Entries taken from a collection
--- START ---

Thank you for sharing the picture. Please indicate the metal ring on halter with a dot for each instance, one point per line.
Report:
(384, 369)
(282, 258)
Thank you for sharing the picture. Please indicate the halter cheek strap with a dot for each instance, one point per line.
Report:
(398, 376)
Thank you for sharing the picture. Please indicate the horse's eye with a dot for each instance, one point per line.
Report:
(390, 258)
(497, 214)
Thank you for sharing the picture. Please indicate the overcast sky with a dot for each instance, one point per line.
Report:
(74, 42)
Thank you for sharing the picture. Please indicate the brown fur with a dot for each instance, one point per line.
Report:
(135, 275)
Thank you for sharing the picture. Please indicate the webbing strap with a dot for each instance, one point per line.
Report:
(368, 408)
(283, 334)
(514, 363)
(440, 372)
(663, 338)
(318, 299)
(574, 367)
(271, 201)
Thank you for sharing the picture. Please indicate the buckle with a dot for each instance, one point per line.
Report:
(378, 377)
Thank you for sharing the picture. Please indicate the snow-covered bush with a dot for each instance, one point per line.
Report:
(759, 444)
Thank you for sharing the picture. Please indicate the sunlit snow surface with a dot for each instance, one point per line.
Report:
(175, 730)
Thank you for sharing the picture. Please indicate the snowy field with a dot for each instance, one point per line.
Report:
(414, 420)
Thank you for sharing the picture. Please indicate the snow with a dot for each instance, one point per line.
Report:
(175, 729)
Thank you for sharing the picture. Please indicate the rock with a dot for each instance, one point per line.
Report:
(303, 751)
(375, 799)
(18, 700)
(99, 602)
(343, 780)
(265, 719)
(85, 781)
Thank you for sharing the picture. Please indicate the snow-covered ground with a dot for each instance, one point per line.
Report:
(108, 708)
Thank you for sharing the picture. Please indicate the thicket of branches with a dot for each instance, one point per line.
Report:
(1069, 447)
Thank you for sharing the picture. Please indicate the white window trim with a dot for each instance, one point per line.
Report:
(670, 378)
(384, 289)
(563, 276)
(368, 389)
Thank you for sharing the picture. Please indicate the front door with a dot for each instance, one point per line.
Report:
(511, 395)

--- END ---

### PROBLEM TO WORK ON
Work out how many lines in the data above contain the word "covered" and respond with that number only.

### RESULT
2